**WHAT NEEDS TO BE DONE:** Update the lines from the top of the records down through the line holding "(1055, 193), (1344, 896)" by replacing "bridal bouquet" with "wedding bouquet", leaving everything else unchanged.

(Saved data entries)
※ ※ ※

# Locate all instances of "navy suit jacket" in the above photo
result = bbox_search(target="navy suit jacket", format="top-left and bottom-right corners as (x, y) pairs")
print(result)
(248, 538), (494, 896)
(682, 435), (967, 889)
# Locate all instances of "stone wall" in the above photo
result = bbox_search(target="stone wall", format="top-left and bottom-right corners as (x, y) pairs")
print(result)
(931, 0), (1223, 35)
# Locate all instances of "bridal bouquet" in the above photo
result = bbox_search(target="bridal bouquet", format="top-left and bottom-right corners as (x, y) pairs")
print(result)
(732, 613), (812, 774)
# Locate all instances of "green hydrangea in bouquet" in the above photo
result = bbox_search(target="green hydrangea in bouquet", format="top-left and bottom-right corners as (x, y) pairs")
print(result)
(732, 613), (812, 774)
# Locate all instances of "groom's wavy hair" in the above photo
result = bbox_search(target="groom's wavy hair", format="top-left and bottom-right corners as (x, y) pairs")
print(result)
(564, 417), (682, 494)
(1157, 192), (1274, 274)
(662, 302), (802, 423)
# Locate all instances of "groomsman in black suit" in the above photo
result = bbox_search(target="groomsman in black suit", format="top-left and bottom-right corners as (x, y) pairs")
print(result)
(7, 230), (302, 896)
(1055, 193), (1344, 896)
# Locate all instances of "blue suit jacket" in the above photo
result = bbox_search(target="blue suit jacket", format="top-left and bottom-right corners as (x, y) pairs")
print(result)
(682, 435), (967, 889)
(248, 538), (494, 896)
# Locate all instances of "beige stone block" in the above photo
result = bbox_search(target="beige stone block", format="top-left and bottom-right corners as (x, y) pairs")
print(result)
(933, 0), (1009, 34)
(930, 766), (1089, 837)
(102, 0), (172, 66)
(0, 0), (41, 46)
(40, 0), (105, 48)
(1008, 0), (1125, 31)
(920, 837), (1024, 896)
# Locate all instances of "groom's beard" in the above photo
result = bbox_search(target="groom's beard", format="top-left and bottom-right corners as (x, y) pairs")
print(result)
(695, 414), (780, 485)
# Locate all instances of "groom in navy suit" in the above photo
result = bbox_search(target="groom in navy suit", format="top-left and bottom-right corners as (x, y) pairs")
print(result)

※ ※ ※

**SOLUTION TO THE PROBLEM:**
# Locate all instances of "navy suit jacket" in the above photo
result = bbox_search(target="navy suit jacket", format="top-left and bottom-right corners as (x, y) pairs")
print(result)
(248, 538), (494, 896)
(682, 435), (967, 889)
# Locate all instances of "stone wall" in the above photo
result = bbox_search(target="stone wall", format="top-left and bottom-right corners as (x, y) pairs")
print(result)
(931, 0), (1223, 35)
# Locate all instances of "wedding bouquet" in the above photo
result = bbox_search(target="wedding bouquet", format="top-left and bottom-right corners as (x, y) pairs")
print(result)
(732, 613), (812, 774)
# Locate all instances of "green hydrangea in bouquet" in the above photo
result = bbox_search(target="green hydrangea in bouquet", format="top-left and bottom-right corners as (x, y) pairs")
print(result)
(732, 613), (812, 774)
# Locate all instances of "groom's wavy hair" in the above photo
result = bbox_search(target="groom's wavy hair", format="top-left and bottom-right corners as (x, y) pairs")
print(result)
(564, 417), (682, 494)
(1157, 192), (1274, 274)
(662, 302), (802, 423)
# Locate all instances of "groomsman in black suit" in the above photo
result = bbox_search(target="groomsman in black suit", format="top-left and bottom-right corners as (x, y) pairs")
print(result)
(7, 230), (302, 896)
(1055, 193), (1344, 896)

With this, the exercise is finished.